### INPUT ###
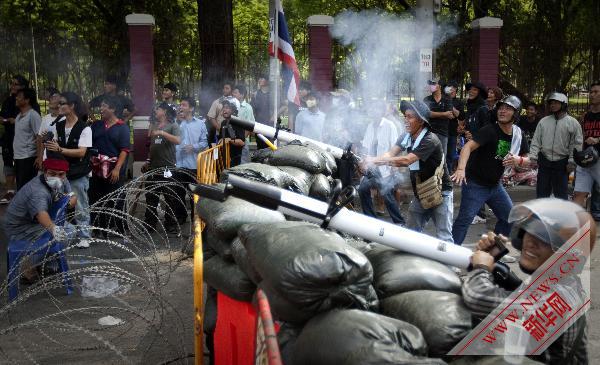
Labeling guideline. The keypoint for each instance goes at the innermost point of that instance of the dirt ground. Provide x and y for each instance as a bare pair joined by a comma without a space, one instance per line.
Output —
158,322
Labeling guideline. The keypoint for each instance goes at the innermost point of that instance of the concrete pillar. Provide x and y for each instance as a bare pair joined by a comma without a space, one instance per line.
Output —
320,46
486,50
141,53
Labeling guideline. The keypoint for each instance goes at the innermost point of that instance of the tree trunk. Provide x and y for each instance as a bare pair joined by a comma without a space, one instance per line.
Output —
215,28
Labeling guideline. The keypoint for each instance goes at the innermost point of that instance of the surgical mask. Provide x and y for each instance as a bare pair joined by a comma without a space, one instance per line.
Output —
55,183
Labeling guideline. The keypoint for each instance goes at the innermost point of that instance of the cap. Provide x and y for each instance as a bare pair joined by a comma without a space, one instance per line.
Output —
56,164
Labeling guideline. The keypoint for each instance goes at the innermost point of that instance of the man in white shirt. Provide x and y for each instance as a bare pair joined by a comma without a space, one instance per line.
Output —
380,136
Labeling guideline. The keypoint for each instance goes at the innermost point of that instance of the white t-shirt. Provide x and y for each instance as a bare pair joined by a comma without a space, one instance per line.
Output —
85,139
46,120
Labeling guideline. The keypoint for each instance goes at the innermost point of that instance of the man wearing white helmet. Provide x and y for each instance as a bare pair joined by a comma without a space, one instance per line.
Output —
481,166
554,140
540,228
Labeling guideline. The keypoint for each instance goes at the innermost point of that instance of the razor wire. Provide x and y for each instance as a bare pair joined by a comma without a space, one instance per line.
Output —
44,325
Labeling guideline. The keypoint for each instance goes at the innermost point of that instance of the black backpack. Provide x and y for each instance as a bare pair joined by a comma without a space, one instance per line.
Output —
78,167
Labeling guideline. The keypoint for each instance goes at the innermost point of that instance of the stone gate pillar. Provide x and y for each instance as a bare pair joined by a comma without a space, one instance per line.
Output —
141,53
320,47
486,50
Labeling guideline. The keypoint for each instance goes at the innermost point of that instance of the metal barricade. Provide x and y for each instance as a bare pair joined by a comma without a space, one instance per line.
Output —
210,163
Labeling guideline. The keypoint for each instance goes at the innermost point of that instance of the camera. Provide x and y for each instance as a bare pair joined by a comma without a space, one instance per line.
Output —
49,136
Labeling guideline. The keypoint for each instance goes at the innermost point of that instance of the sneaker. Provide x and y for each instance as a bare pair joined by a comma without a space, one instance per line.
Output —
508,259
83,243
7,197
478,220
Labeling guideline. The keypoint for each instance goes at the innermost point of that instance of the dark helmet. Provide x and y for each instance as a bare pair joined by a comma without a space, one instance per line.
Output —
232,103
479,85
418,107
560,97
553,221
586,157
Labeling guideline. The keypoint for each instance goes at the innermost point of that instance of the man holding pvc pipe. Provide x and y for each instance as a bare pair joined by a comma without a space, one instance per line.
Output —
428,171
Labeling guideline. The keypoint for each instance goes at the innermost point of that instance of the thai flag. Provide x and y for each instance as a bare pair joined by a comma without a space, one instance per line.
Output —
289,72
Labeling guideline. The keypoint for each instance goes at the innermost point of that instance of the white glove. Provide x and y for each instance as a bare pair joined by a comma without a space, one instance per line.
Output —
59,233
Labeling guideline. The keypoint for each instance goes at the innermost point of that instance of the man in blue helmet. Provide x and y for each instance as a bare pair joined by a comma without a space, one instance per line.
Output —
428,171
540,228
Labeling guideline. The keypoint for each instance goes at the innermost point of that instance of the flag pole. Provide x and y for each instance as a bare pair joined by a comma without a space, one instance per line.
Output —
274,72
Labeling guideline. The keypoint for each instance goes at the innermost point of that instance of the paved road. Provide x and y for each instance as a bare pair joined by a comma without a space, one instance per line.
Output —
141,343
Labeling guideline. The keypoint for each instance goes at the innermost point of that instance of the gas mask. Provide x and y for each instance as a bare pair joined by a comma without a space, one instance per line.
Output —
55,183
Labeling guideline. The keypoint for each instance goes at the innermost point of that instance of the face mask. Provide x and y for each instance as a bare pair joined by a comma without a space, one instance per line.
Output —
55,183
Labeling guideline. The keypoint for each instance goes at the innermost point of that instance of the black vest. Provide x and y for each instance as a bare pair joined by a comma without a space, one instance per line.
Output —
78,167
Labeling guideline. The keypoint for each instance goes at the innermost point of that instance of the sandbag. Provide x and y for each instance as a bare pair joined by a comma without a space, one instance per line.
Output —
299,180
261,155
442,317
320,188
258,172
225,218
218,245
240,256
397,272
286,338
310,267
329,159
300,156
282,309
492,360
358,337
228,278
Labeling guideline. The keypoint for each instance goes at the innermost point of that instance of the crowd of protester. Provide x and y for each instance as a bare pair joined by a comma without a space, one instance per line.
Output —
477,143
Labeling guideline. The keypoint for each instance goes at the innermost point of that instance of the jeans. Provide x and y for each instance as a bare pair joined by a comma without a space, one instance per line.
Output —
595,202
80,187
552,179
451,155
472,198
444,140
441,215
386,188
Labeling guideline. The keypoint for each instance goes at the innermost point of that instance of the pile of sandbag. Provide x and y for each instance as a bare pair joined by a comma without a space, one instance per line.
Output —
337,299
302,168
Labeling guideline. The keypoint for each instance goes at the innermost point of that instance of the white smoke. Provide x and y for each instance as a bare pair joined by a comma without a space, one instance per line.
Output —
384,59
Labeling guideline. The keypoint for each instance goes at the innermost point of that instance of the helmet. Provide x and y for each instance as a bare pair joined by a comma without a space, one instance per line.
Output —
513,102
418,107
586,157
553,221
560,97
233,103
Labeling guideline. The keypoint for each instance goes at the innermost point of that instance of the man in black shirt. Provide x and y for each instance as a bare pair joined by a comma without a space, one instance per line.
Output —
529,123
458,110
441,112
424,157
491,148
125,109
235,136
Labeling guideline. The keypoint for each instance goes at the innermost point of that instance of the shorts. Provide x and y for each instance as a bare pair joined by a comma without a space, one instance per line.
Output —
585,178
9,161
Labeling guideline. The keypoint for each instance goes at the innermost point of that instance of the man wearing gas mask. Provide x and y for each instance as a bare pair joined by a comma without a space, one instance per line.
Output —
27,216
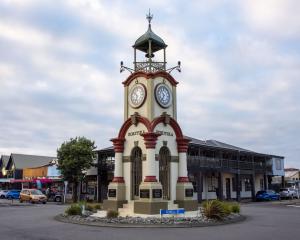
###
▶ **TASK**
Repeat the line containing "of the jeans." and every line after it up to the end of the material above, exactly as they stand, minus the pictures.

▶ **TASK SOLUTION**
Labeling guideline. The keypoint for each instance goes at the innermost point of that instance of the jeans. Provide x and y for each instance as a bare pair joined by a comma without a space, one instance per line.
Output —
595,202
80,187
552,179
451,155
472,198
444,140
441,215
386,188
Labeling guideline. The keypoint for each instance goes at the innermost point of that instance of the pile of sandbag. Provide x and y for each instance as a bare pair joined by a comma without a space, one instance per line.
Output —
337,299
302,168
Labeling guideline. The keypoint for each instance goes at the innermost point of that instance of the white smoke. Provide x and y for each instance as a bare pair joined by a comma without a space, one instance per line.
Output —
384,59
Labeling guideline. The keypoint for each instance goes at the innermost point of that instance of the helmet. Provide x and y for each instance as a bare pair joined by a comma without a space, one instance per line.
Output —
513,102
418,107
586,157
553,221
560,97
233,103
Labeling guideline. The keypoint for each instance goes at the innermost point of that instance of the man in black shirt. Provide x and y for each instance as a bare pair joined by a comma without a space, one instance per line.
Output —
529,123
458,110
441,112
424,157
491,148
125,109
235,136
Labeling guideline. The keypoint for each instance goes at the innermost point of that instance of the shorts. Provide x and y for each instance as a bare pair joined by a comma without a space, one instance per line.
Output —
585,178
9,161
Labeling guideline. The keypoint for each instance goes at the innermost point of that instance of the man wearing gas mask. Provide x and y for each instance as a bare pair joined by a comma without a space, one instance per line.
Output —
27,216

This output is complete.